__Record set__
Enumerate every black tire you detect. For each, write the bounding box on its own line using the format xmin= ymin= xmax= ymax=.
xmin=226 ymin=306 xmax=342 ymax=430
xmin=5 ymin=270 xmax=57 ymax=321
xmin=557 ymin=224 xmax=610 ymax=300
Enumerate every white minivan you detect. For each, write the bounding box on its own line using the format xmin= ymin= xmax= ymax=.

__Aim of the task__
Quote the data in full, keeping each word unchanged.

__Response area__
Enumerate every black tire you detect. For each, write the bounding box on its own line using the format xmin= ymin= xmax= ymax=.
xmin=226 ymin=306 xmax=342 ymax=430
xmin=5 ymin=270 xmax=57 ymax=321
xmin=557 ymin=224 xmax=610 ymax=300
Enumerate every white minivan you detect. For each, write the bounding box on its own line using the format xmin= ymin= xmax= ymax=.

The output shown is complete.